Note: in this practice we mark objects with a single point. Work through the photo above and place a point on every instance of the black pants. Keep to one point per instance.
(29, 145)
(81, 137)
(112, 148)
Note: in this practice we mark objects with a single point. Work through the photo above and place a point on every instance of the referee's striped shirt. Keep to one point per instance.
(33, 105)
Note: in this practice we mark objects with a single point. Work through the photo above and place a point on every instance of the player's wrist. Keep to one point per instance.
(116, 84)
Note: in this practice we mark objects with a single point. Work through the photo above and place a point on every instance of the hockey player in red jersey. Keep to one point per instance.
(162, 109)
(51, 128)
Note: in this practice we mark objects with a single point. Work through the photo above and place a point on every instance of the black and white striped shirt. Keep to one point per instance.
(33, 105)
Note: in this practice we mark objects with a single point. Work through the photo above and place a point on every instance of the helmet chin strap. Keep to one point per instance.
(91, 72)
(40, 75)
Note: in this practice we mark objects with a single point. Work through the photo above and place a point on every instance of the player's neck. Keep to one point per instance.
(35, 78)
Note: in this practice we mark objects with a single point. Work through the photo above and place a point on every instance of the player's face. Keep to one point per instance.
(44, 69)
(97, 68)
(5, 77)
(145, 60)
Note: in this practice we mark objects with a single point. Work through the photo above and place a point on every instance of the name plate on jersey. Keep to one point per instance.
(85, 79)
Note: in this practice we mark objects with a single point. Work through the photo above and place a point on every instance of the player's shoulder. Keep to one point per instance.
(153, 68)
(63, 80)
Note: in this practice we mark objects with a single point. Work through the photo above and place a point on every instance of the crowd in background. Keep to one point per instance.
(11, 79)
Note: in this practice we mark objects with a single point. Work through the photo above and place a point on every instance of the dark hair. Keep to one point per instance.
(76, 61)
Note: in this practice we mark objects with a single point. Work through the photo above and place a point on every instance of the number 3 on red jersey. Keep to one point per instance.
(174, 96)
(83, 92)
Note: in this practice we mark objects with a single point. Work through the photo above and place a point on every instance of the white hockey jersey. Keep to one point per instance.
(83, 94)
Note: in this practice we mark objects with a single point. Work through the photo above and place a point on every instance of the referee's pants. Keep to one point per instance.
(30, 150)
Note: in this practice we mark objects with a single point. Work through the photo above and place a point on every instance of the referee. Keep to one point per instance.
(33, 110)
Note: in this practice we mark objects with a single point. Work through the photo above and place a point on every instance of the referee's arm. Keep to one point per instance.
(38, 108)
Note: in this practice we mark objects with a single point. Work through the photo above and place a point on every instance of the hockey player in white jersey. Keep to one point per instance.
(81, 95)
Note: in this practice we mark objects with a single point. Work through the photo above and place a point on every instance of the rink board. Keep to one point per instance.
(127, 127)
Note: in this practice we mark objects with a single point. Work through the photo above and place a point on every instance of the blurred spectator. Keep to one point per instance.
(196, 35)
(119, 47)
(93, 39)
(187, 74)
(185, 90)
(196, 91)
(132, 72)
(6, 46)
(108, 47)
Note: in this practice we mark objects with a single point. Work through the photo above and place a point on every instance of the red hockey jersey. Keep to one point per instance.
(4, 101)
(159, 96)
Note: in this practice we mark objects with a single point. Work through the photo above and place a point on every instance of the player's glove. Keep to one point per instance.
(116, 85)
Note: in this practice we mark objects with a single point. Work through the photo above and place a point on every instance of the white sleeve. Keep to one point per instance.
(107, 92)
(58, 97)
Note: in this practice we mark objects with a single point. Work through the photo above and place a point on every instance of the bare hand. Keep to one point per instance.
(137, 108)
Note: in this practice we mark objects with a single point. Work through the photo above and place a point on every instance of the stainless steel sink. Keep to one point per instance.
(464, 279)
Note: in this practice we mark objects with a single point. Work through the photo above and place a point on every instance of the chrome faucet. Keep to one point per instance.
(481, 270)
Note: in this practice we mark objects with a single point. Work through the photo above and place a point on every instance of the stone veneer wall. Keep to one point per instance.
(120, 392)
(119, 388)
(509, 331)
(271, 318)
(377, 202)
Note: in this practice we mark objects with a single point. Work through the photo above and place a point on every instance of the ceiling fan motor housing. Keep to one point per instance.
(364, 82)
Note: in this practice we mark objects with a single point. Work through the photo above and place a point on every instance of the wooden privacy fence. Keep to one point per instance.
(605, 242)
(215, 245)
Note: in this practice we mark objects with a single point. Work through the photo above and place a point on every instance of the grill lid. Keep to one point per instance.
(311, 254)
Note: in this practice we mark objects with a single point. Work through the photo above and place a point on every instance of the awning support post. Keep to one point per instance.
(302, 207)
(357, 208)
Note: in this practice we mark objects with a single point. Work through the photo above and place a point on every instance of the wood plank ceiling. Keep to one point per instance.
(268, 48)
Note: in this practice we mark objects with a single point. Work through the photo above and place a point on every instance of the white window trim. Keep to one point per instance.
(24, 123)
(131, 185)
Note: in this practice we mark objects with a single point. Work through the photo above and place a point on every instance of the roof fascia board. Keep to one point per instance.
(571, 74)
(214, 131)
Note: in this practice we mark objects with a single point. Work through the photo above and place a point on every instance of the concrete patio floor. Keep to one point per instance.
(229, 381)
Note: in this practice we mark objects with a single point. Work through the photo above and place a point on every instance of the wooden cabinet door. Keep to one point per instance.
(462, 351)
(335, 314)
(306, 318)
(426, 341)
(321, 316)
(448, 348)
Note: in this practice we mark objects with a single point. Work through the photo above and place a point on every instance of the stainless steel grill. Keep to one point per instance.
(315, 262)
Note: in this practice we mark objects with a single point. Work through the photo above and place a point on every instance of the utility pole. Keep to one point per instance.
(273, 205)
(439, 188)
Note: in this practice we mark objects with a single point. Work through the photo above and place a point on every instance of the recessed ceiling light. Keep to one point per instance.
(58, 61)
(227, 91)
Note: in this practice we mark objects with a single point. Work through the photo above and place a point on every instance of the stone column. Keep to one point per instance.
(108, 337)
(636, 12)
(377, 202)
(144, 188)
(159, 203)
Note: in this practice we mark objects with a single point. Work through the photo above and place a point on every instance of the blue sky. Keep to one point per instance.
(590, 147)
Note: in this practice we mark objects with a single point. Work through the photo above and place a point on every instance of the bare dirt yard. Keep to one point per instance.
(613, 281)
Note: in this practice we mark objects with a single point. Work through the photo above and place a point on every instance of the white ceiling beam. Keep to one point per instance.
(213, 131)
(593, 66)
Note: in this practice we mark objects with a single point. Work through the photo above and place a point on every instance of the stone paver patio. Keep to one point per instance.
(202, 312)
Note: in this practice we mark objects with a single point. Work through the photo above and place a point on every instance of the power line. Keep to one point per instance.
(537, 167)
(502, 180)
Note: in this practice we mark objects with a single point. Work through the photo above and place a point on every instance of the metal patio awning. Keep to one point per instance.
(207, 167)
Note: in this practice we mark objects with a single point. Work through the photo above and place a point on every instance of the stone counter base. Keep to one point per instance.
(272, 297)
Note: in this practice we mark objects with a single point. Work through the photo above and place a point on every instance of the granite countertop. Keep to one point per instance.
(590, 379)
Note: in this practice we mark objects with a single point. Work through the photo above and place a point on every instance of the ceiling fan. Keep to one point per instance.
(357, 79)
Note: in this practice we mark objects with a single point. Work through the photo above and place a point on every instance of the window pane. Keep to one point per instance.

ACTIVITY>
Reproduce the preceding entries exactly and completely.

ANSWER SPACE>
Note: in this practice we mark objects with a single point. Work through the photo above and place a point on every instance of the black pants. Keep to one point per instance.
(29, 145)
(81, 137)
(112, 148)
Note: in this practice we mark objects with a single point. Work through the photo above and place a point on every instance of the referee's striped shirt. Keep to one point per instance.
(33, 105)
Note: in this practice we mark objects with a single point. Work through the photo above and place a point on every instance of the player's wrist. Keep to one point per instance.
(116, 84)
Note: in this practice we mark objects with a single point. Work through the photo above and place a point on every instance of the hockey player in red jersey. Keep to one point per instance.
(162, 109)
(51, 128)
Note: in this practice we mark objects with a single point. Work through the photo above and place a point on every instance of the black and white striped shirt. Keep to one point per instance.
(33, 105)
Note: in this practice we mark objects with a single point. Work through the photo above and place a point on every instance of the helmet chin strap. Keep to one point per instance.
(91, 72)
(40, 75)
Note: in this practice we mark objects with a single point. Work through the photo above and place a point on every instance of the player's neck. Keep to one point per instance.
(35, 78)
Note: in this practice we mark objects with a single point. Work through the photo above and place a point on every instance of the player's face. Keep to one point per instance.
(44, 69)
(97, 68)
(5, 77)
(145, 60)
Note: in this practice we mark objects with a single point. Work through the photo above and place a point on every instance of the name plate on jersey. Keep to one point per instance.
(85, 79)
Note: in this practice we mark objects with a single point. Work through the photo above and place a point on every instance of the player's shoulder. Keep to one point per instance.
(153, 68)
(63, 80)
Note: in this practice we mark objects with a single point. Work through the photo above and place a point on every instance of the crowd in background. Keep to one point per instance.
(11, 79)
Note: in this practice we mark objects with a single point. Work through the photo above and place a point on every instance of the dark hair. Keep to one point per instance.
(76, 61)
Note: in this practice we mark objects with a single point. Work through the photo above and place a point on every instance of the number 3 on red jersey. Keep to one point per instance.
(174, 96)
(83, 92)
Note: in this practice we mark objects with a single point. Work through the photo above and place a point on every instance of the white hockey jersey. Keep to one point per instance.
(83, 94)
Note: in this practice we mark objects with a single point. Work through the photo above and place a point on every instance of the referee's pants. Keep to one point per instance.
(30, 150)
Note: in this practice we mark objects with a single point. Work through the photo above and place a point on every instance of the referee. Keep to one point per instance.
(33, 110)
Note: in this practice we mark objects with a single point. Work through the photo above and place a point on every instance of the referee's arm. Keep to one point per instance.
(38, 108)
Note: in this practice we mark objects with a single point. Work through the photo above and place a point on every instance of the hockey player in white jersey. Keep to one point per instance.
(81, 95)
Note: in this practice we mark objects with a single point. Work through the photo above and place a point on every instance of the rink board. Keep to one point per instance.
(127, 127)
Note: in this practice we mark objects with a single point. Work through the photo above and place a point on every instance of the blurred spectator. Keep to one point per instance.
(196, 35)
(119, 47)
(93, 39)
(187, 74)
(185, 90)
(196, 91)
(132, 72)
(6, 46)
(108, 47)
Note: in this practice we mark objects with a single point. Work through the photo above and place a point on every instance of the red hockey jersey. Keep to one point per instance.
(4, 101)
(159, 96)
Note: in this practice we mark objects with a single point. Work through the photo above and place a point on every instance of the player's glove. Keep to one point per instance.
(116, 85)
Note: in this practice we mark objects with a single point. Work through the photo above and place a point on every instance of the white sleeve. Keep to one point per instance.
(107, 92)
(58, 97)
Note: in this practice we mark objects with a single point. Work through the photo above and place a point on every instance of the bare hand. Keep to one point per instance.
(137, 108)
Note: in this practice we mark objects with a single point. Work through the photo above and place a point on every instance of the stainless steel sink. Keep to one point per instance.
(464, 279)
Note: in this practice we mark objects with a single point. Work through the photo above and place a point on every instance of the chrome faucet. Keep to one point per instance.
(481, 270)
Note: in this practice we mark objects with a single point. Work through the photo above and place a point on every instance of the stone veneer wall. Keep to one point per instance.
(120, 392)
(119, 388)
(509, 331)
(271, 318)
(377, 202)
Note: in this practice we mark objects with a single point. Work through the photo above and place a point on every instance of the ceiling fan motor housing. Keep to one point per instance.
(364, 82)
Note: in this practice we mark objects with a single point. Work through the photo above and place a point on every instance of the wooden privacy fence. Keep to one point per instance.
(605, 242)
(215, 245)
Note: in this practice we mark objects with a single point. Work through the photo above and place a point on every instance of the grill lid. Keep to one point per instance.
(311, 254)
Note: in this practice we mark objects with a single point. Work through the photo above and place a point on every instance of the awning support post. Keep to one point per instance.
(302, 207)
(357, 208)
Note: in this practice we mark objects with a single point. Work through the photo above and place a point on every instance of the wood plank ceiling. Keep to one point per instance.
(268, 48)
Note: in this practice we mark objects with a single point. Work through the photo above and place a point on every instance of the white window trim. Keep to one point per instance.
(24, 123)
(131, 185)
Note: in this practice we mark objects with a single point. Work through the photo above and place a point on every instance of the roof fascia board. Keep to one point per instance.
(571, 74)
(214, 131)
Note: in this practice we mark objects with a single point. Work through the photo above and place a point on every instance of the concrete patio floor. Keep to one point per instance.
(229, 381)
Note: in this practice we mark objects with a single point. Work through the photo above and place a point on every instance of the wooden cabinet door. Keep to one point per instance.
(462, 351)
(335, 314)
(306, 318)
(426, 341)
(321, 316)
(448, 348)
Note: in this practice we mark objects with a single point. Work through the photo above and place a point on every instance of the stainless steel grill. Keep to one point per instance.
(315, 262)
Note: in this practice we mark objects with a single point. Work through the photo above and place a point on every instance of the utility pole. Keep to one point per instance.
(273, 205)
(439, 188)
Note: in this practice we mark objects with a single point. Work through the photo above and place a point on every instance of the recessed ceiling light. Keep to one point per instance.
(58, 61)
(227, 91)
Note: in this practice we mark objects with a single point. Work through the photo above and place a point on every instance of the stone column. Keep to one point per instance.
(108, 337)
(636, 12)
(377, 202)
(144, 188)
(159, 203)
Note: in this practice we mark objects with a single point. Work through the photo above and place a point on every instance of the blue sky. Keep to one point per instance.
(590, 147)
Note: in this practice we mark objects with a single point. Work through the photo above and place a point on every instance of the bare dirt yard. Keep to one point per instance.
(613, 281)
Note: in this practice we mark objects with a single point. Work through the photo above and place a point on every instance of the white ceiling beam. Keep to one point per instance.
(213, 131)
(593, 66)
Note: in this practice we mark objects with a single point. Work through the photo above and place a point on every instance of the stone paver patio. Keep to one point per instance.
(202, 312)
Note: in this practice we mark objects with a single point. Work through the photo above and place a point on every instance of the power line. Keep to one point per instance.
(537, 167)
(502, 180)
Note: in this practice we mark objects with a single point. Work through the photo above and place a point on every instance of the metal patio awning. Keep to one point per instance.
(207, 167)
Note: in this practice we mark objects with a single point. Work through the photo above and place a point on every instance of the stone counter base. Keep to one point per instance.
(272, 297)
Note: in this practice we mark objects with a single point. Work through the photo above and place a point on every instance of the granite countertop. Keep to one point per instance.
(590, 379)
Note: in this practice we mark objects with a single point. Work through the photo above and place a point on every instance of the ceiling fan. Keep to one point per instance.
(357, 79)
Note: in this practice we mark objects with a single point. Work through the photo above and place a point on every instance of the window pane. Keep to one point per instance.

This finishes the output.